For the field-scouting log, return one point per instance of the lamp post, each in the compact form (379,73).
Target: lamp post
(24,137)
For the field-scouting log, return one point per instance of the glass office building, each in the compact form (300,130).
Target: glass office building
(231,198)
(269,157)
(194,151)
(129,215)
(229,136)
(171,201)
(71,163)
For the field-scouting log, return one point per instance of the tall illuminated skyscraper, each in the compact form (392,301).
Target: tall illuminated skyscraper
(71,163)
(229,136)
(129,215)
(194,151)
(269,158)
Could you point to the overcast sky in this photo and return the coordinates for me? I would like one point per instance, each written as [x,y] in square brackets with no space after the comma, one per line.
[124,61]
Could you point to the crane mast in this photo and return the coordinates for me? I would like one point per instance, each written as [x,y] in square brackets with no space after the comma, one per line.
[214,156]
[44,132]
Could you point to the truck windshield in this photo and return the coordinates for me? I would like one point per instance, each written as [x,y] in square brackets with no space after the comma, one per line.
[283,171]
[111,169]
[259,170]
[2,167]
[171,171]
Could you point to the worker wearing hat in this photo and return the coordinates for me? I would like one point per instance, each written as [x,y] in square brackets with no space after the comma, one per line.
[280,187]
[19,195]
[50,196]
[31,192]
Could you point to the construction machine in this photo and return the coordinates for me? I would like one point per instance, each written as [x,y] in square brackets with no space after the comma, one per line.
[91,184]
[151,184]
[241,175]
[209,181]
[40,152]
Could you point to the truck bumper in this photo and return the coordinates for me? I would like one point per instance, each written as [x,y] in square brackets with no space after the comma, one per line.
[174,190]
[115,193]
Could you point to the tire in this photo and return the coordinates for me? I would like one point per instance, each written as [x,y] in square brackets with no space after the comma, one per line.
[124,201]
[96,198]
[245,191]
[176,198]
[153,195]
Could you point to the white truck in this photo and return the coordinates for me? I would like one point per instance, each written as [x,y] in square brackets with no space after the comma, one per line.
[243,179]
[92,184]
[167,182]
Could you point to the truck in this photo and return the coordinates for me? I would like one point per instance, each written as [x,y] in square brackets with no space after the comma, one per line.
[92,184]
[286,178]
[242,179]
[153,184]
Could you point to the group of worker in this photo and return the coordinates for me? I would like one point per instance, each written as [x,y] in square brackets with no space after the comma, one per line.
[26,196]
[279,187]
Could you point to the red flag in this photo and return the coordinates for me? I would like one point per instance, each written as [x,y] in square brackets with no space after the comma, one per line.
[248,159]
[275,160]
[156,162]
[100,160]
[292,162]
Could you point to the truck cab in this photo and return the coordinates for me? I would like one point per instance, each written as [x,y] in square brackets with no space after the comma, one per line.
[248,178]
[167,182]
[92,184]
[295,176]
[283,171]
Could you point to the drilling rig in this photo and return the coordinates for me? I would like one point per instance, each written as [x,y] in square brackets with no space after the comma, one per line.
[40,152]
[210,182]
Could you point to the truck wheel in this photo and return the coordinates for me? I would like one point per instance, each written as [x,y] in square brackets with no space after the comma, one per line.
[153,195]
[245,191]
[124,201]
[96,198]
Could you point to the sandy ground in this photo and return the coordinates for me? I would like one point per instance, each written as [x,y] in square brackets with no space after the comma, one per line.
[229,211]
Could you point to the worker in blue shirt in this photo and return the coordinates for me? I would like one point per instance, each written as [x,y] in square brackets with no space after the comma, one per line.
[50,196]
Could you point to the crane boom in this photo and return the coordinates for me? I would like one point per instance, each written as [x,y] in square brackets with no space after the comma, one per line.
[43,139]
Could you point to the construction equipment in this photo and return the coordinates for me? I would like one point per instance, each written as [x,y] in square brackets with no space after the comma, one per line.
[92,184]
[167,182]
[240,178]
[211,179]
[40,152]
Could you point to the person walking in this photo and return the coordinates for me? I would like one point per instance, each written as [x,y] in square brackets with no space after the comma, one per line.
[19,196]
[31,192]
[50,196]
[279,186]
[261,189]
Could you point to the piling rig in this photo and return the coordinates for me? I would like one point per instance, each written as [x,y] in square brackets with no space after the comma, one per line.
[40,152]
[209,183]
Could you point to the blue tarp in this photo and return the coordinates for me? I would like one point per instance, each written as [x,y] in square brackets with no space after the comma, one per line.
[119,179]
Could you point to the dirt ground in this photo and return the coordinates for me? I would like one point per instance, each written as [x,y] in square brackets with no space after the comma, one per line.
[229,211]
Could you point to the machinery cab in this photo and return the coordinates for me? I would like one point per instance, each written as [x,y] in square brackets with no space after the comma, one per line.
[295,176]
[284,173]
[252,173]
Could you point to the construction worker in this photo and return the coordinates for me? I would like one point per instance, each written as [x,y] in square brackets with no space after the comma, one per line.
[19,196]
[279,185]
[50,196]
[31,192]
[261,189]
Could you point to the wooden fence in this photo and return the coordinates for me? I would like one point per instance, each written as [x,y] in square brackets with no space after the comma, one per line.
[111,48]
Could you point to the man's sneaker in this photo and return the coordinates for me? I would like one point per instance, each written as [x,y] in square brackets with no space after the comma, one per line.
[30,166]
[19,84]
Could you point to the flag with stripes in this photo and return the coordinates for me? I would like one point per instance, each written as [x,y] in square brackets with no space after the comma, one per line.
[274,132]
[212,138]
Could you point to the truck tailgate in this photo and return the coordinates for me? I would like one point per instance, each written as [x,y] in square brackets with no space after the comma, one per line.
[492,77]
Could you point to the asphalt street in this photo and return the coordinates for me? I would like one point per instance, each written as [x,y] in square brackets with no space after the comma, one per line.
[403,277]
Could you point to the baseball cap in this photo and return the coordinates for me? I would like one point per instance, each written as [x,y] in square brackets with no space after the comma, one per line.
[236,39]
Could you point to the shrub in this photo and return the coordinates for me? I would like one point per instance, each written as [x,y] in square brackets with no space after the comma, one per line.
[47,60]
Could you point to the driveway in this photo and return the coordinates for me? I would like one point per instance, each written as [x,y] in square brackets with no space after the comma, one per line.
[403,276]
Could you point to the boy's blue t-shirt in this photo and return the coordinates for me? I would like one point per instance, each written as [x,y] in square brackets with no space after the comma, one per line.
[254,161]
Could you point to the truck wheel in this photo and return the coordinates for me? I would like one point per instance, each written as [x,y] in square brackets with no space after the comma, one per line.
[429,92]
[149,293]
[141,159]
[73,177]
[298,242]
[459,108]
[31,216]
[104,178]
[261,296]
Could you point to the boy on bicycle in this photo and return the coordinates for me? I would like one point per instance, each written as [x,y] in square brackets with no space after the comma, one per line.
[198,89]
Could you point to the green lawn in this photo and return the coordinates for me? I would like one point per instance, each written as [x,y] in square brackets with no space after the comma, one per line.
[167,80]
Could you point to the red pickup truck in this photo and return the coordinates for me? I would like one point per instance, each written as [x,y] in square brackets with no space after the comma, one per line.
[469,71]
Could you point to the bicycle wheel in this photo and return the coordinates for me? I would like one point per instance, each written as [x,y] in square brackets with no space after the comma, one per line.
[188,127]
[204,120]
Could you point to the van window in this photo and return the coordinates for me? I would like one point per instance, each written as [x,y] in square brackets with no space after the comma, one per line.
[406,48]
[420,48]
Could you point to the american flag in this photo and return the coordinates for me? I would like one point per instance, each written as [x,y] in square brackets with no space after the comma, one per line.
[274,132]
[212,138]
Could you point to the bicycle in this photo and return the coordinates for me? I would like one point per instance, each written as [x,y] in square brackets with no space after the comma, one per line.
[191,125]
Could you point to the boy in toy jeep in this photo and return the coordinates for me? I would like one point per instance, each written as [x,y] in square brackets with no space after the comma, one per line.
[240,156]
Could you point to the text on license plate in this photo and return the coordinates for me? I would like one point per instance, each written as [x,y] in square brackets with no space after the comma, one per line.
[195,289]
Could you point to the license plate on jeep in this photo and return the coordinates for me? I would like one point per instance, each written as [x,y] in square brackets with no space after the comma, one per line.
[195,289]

• • • •

### PROBLEM
Your task is to repeat every line exactly.

### EXPECTED ANSWER
For the field-scouting log, return one point per instance of the lamp post, each in the compact form (379,73).
Target: lamp post
(24,137)
For the field-scouting log, return one point per instance of the glass office building, each in the compact form (300,130).
Target: glass office building
(231,198)
(269,157)
(194,151)
(129,215)
(229,136)
(171,201)
(71,163)
For the field-scouting log, return one point per instance of the tall illuminated skyscraper, each in the compact form (392,301).
Target: tall illuminated skyscraper
(71,163)
(229,136)
(129,215)
(194,151)
(269,158)
Could you point to the overcast sky in this photo and return the coordinates for me? I would like one point per instance, each written as [x,y] in square brackets with no space after the comma, one per line.
[124,61]
Could you point to the crane mast in this photo and return the coordinates for me? I would like one point per instance, each written as [x,y] in square brackets with no space after the comma, one per line.
[214,156]
[44,132]
Could you point to the truck windshield in this photo and return the coordinates for me? I would like one point per instance, each written as [x,y] in square brackets with no space after the comma, one per line.
[283,171]
[111,169]
[259,170]
[2,167]
[171,171]
Could you point to the worker wearing hat in this photo and return the coordinates for me? I would like one point per instance, each written as [x,y] in square brackets with no space after the comma, one per line.
[280,187]
[19,195]
[50,196]
[31,192]
Could you point to the construction machine in this photo and return the coordinates for me? I would like one point per instance, each written as [x,y] in square brackets with no space after the comma, one per line.
[91,184]
[151,184]
[241,175]
[209,181]
[40,152]
Could you point to the truck bumper in this photo and return the coordinates for me? I would like one point per instance, each written as [x,y] in square brackets with no space after the comma, one per line.
[174,190]
[115,193]
Could you point to the tire in this photo and return the coordinates for me? I would like one point per instance, each written as [x,y] in square brackets with no space after the comma, one per line.
[124,201]
[96,198]
[245,191]
[176,198]
[153,195]
Could you point to the white truck in this photo and return the coordinates for me? I would like one point per instance, each written as [x,y] in square brackets with no space after the comma, one per line.
[243,179]
[92,184]
[167,182]
Could you point to the truck in this photo and return the coordinates for me? I would like one point per instance, each written as [x,y] in square brackets with no space after the comma, one per line.
[92,184]
[286,178]
[242,179]
[153,184]
Could you point to the group of worker in this photo and return the coordinates for me? I would like one point per instance, each written as [x,y] in square brackets with no space after the comma, one per line.
[26,196]
[279,187]
Could you point to the red flag in this photo and return the coordinates for me? I would like one point per instance, each written as [x,y] in square brackets with no space after the comma, one per line.
[248,159]
[275,160]
[156,162]
[100,160]
[292,162]
Could you point to the truck cab in this photo and return the coordinates for me? I would like one point per instance, each written as [x,y] in square brackets with no space after the comma, one per line.
[248,178]
[167,182]
[92,184]
[295,176]
[283,171]
Could you point to the drilling rig in this photo and return the coordinates for me? I would like one point per instance, each written as [x,y] in square brackets with no space after the comma, one per line.
[40,152]
[210,182]
Could you point to the truck wheel in this photo and return the coordinates for me? I would like one point per instance, each written as [x,y] in square brackets with no space after the comma, one per line.
[153,195]
[245,191]
[124,201]
[96,198]
Could you point to the sandy ground in this photo and return the coordinates for me? I would like one point per instance, each written as [x,y] in square brackets with no space after the comma, one per line.
[229,211]
Could you point to the worker in blue shirt in this photo and return the coordinates for me? I would like one point per instance, each written as [x,y] in square brackets with no space after the comma, one per line.
[50,196]
Could you point to the crane boom in this photo and return the coordinates for me? I would like one point per instance, each written as [x,y] in square brackets with no space after the comma, one per line.
[43,139]
Could you point to the construction equipment in this photo and return the coordinates for me? I would like one point per instance, each written as [x,y] in square brackets with no space after the comma, one per line.
[92,184]
[167,182]
[240,178]
[211,179]
[40,152]
Could you point to the person walking in this photo and return the coordinates for me? I would like one point per instance, each written as [x,y] in square brackets with no space after the comma, one per line.
[19,196]
[31,192]
[50,196]
[279,186]
[261,189]
Could you point to the piling rig in this photo and return the coordinates for me? I would like one point per instance, each written as [x,y] in square brackets with no space after the comma, one per line.
[40,152]
[209,183]
Could you point to the blue tarp in this photo and return the coordinates for me? I would like one point per instance, each written as [x,y] in square brackets with no space after the comma, one per line.
[119,179]
Could you point to the dirt ground in this photo and return the coordinates for me? I would like one point per instance, each written as [x,y] in square brackets with no space after the comma, one per line.
[229,211]
Could you point to the machinery cab in this photo and return the coordinates for me? I would like one point per instance, each written as [x,y] in square brackets with no space after the comma, one per line.
[295,176]
[284,173]
[252,173]
Could you point to the construction worker in this photo and return the coordinates for me? I would like one point per instance, each written as [x,y] in square brackets with no space after the comma, one per line.
[19,196]
[279,185]
[50,196]
[31,192]
[261,189]
Could you point to the wooden fence in this photo and return the coordinates for me? I would like one point per instance, each written as [x,y] in square brackets with no space after the comma, one per line.
[111,48]
Could you point to the man's sneaker in this photo and return the coordinates for me? I would like one point per instance, each written as [x,y] in square brackets with no space after the comma, one per line.
[30,166]
[19,84]
Could you point to the flag with stripes in this photo and return the coordinates for me? I would like one point per instance, each written as [x,y] in square brackets with no space after the comma, one per line.
[274,132]
[212,138]
Could you point to the truck tailgate in this photo and return the coordinates for me? I would like one point per instance, each written as [x,y] in square brackets with no space after the comma, one per line.
[492,77]
Could you point to the asphalt street in this photo and return the coordinates for me? I would like one point per instance, each written as [x,y] in square brackets with no space after the comma, one per line.
[403,277]
Could you point to the baseball cap in this photo and return the coordinates for me? I would like one point per instance, each written as [x,y] in square brackets with no space after the comma, one per line.
[236,39]
Could you point to the shrub in this photo and return the coordinates for me? I would like one point per instance, each written as [x,y] in square brackets with no space after the comma, one per line.
[47,60]
Could you point to the driveway in this photo and return the coordinates for me? I would like one point per instance, each written as [x,y] in square brackets with no space after the comma, one per line.
[403,276]
Could you point to the boy's blue t-shirt in this photo and return the coordinates for me? I would like one point per instance, each written as [x,y] in square brackets with no space after the comma, one per line.
[254,161]
Could you point to the truck wheel in this photo and return the coordinates for me? I would like one point per instance, each written as [x,y] in square brackets with no space after the comma, one per line.
[429,92]
[149,293]
[141,159]
[73,177]
[298,242]
[459,108]
[31,216]
[104,178]
[261,296]
Could you point to the boy on bicycle in this photo and return the coordinates for me? I would like one point per instance, each written as [x,y] in square brackets with no space after the comma, one per line.
[198,89]
Could you point to the green lawn in this photo and return the coordinates for me? I would like one point per instance, each written as [x,y] in square brackets with no space after the comma, one per line.
[167,80]
Could you point to the red pickup truck in this photo and return the coordinates for me? I would like one point per instance, each written as [x,y] in square brackets with no space after the comma, one per line.
[469,71]
Could you point to the bicycle wheel in this photo and return the coordinates for me? I would like one point per instance, each written as [x,y] in square brackets with no space after the comma, one per line.
[188,127]
[204,120]
Could you point to the van window in this photo and return the coordinates for me? I would like one point per instance, each written as [x,y] in square brackets with no space after the comma, one per line.
[406,48]
[420,48]
Could you point to the american flag in this photo and return the coordinates for me? I would like one point per instance, each written as [x,y] in square brackets with no space after the comma, one per line.
[274,132]
[212,138]
Could you point to the bicycle in this photo and return the coordinates for me? I would like one point per instance, each written as [x,y] in square brackets with no space after the comma, one per line.
[191,125]
Could you point to the boy in toy jeep in this photo and return the coordinates for me? I would like one point per instance, each written as [x,y] in square brackets with no space after the comma, one per line.
[240,156]
Could you point to the text on license plate in this photo and return the coordinates for me? I would like one point per instance, each written as [x,y] in square brackets with no space after the comma, one per line.
[195,289]
Could you point to the license plate on jeep in this photo and return the coordinates for me? I would like one point per instance, each written as [x,y] in square brackets with no space after the comma, one per line.
[195,289]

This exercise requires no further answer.